─── Input data
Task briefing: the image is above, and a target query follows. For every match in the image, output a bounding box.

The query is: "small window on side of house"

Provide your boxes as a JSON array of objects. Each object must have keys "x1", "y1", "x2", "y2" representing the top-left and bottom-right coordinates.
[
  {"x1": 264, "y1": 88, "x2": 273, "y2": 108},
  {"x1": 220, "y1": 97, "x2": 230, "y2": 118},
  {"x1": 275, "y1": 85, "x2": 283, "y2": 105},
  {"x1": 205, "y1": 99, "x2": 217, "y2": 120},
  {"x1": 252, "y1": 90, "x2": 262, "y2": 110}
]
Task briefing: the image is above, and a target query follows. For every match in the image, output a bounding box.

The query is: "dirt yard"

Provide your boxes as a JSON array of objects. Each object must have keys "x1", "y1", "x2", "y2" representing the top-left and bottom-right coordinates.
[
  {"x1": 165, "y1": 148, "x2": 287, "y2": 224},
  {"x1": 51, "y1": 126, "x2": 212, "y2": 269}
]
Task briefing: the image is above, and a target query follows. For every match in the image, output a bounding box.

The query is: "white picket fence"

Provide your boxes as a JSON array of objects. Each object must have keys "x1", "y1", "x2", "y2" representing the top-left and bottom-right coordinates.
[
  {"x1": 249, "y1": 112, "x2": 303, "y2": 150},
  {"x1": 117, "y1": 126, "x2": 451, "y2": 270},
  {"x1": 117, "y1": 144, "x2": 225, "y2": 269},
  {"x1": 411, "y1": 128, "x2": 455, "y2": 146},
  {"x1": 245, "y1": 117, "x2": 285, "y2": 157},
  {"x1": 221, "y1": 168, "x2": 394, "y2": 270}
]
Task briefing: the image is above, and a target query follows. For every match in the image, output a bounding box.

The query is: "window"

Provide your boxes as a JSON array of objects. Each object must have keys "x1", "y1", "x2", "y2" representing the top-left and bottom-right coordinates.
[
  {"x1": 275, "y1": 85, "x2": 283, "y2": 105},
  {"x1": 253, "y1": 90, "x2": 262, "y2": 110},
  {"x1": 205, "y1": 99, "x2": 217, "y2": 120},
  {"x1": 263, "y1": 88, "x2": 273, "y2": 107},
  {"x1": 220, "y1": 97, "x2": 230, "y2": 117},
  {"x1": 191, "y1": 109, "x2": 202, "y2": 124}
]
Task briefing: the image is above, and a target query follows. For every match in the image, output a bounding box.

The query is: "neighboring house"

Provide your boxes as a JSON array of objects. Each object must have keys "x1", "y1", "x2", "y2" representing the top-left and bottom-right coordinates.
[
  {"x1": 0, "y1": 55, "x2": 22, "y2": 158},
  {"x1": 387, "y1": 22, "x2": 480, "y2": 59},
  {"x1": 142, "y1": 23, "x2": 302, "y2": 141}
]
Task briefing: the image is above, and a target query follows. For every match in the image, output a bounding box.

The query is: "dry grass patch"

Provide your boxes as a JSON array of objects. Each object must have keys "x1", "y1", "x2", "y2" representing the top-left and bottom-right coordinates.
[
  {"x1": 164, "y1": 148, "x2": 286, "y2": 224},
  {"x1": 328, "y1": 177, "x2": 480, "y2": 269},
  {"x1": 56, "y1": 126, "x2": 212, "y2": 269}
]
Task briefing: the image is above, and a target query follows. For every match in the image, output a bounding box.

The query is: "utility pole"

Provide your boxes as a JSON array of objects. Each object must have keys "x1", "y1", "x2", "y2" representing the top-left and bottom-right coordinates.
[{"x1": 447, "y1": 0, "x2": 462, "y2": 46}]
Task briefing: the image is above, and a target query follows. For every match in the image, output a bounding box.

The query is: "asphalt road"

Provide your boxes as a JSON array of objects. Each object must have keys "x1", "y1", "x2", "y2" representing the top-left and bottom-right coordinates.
──────
Your task: Count the lines above that contain the string "house", and give only the number.

Response: 2